Input rows:
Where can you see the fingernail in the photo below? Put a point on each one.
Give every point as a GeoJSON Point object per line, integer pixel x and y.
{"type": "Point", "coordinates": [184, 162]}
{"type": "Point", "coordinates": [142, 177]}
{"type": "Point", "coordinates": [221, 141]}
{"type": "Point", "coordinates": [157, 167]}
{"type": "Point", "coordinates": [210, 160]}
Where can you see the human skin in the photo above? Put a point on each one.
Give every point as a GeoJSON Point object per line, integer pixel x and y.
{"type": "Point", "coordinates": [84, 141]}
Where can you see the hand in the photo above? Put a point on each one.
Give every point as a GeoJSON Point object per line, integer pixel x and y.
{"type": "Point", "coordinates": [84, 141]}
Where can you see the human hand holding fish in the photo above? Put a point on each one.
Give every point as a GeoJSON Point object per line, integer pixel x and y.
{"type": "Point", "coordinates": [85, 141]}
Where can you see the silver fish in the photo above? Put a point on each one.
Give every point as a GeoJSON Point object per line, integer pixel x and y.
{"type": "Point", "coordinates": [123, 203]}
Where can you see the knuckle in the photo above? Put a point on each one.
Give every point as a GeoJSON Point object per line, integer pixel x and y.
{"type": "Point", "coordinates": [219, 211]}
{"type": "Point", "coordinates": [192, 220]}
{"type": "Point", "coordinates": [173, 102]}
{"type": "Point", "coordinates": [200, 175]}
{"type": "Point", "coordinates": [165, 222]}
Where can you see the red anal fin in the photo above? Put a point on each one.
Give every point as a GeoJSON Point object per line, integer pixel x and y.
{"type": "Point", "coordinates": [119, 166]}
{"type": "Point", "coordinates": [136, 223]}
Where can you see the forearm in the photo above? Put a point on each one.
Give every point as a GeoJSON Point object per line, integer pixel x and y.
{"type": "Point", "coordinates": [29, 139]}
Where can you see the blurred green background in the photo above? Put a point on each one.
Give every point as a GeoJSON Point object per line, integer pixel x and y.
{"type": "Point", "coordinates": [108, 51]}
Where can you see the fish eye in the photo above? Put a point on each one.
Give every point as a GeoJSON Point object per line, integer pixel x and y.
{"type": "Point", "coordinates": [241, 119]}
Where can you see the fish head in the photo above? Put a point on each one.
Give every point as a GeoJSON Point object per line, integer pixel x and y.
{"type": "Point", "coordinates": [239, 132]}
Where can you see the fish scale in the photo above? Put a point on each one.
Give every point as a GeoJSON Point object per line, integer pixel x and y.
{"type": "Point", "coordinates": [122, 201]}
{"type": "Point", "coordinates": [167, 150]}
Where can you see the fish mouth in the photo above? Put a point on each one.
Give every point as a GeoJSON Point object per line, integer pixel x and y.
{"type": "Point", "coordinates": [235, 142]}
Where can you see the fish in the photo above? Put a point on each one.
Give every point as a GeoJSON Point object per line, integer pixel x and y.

Stated goal:
Quote all of the records above word for word, line by line.

Solution for this exercise:
Where can you see the fingernail in the photo below? Put a point on each one.
Give every point as a GeoJSON Point object per line, integer pixel x and y.
{"type": "Point", "coordinates": [184, 162]}
{"type": "Point", "coordinates": [142, 177]}
{"type": "Point", "coordinates": [221, 141]}
{"type": "Point", "coordinates": [157, 167]}
{"type": "Point", "coordinates": [210, 160]}
Where can you see the human skin in the photo above? Put a point on each one.
Give every point as a GeoJSON Point object per line, integer pixel x and y.
{"type": "Point", "coordinates": [84, 141]}
Where can you see the hand in the photo above? Put a point on each one.
Give every point as a GeoJSON Point object per line, integer pixel x and y.
{"type": "Point", "coordinates": [84, 141]}
Where can you see the human hand holding fish in the photo above? Put a point on each one.
Give every point as a GeoJSON Point object per line, integer pixel x and y.
{"type": "Point", "coordinates": [85, 141]}
Where can you see the silver fish in the photo above? Put a point on each one.
Give every point as a GeoJSON Point object per line, integer pixel x and y.
{"type": "Point", "coordinates": [123, 203]}
Where can you see the knuckle in the photo above? Put a point on each one.
Give every point as a GeoJSON Point object per line, integer pixel x and y.
{"type": "Point", "coordinates": [219, 211]}
{"type": "Point", "coordinates": [192, 220]}
{"type": "Point", "coordinates": [173, 102]}
{"type": "Point", "coordinates": [200, 175]}
{"type": "Point", "coordinates": [165, 222]}
Where can you see the red anal fin in the photo above? Put a point on each one.
Give every point as a GeoJSON Point object per line, integer pixel x and y.
{"type": "Point", "coordinates": [119, 166]}
{"type": "Point", "coordinates": [136, 223]}
Where can you see the forearm in the photo above? Put a point on each one.
Give every point as a GeoJSON Point object per line, integer pixel x and y.
{"type": "Point", "coordinates": [29, 139]}
Where can you see the blurred green background in the photo above? Put a point on each one.
Give every point as a GeoJSON Point object per line, integer pixel x and y.
{"type": "Point", "coordinates": [108, 51]}
Where can you see the fish eye in the photo above? Put a point on each one.
Give every point as a GeoJSON Point object per line, integer pixel x and y.
{"type": "Point", "coordinates": [241, 119]}
Where can you see the fish head in the photo above? Put a point on each one.
Give every point as a GeoJSON Point object per line, integer pixel x and y.
{"type": "Point", "coordinates": [239, 132]}
Where can you see the fish scale in the photo above? Put a point on each one.
Give every point as a GeoJSON Point object per line, integer pixel x and y.
{"type": "Point", "coordinates": [122, 201]}
{"type": "Point", "coordinates": [167, 150]}
Where can you see the fish mouth in the photo above? Put a point on each one.
Give every point as a GeoJSON Point object per line, integer pixel x and y.
{"type": "Point", "coordinates": [235, 142]}
Where can you see the fish in the photo above? Put a point on each one.
Give every point as a GeoJSON Point object per line, integer pixel x and y.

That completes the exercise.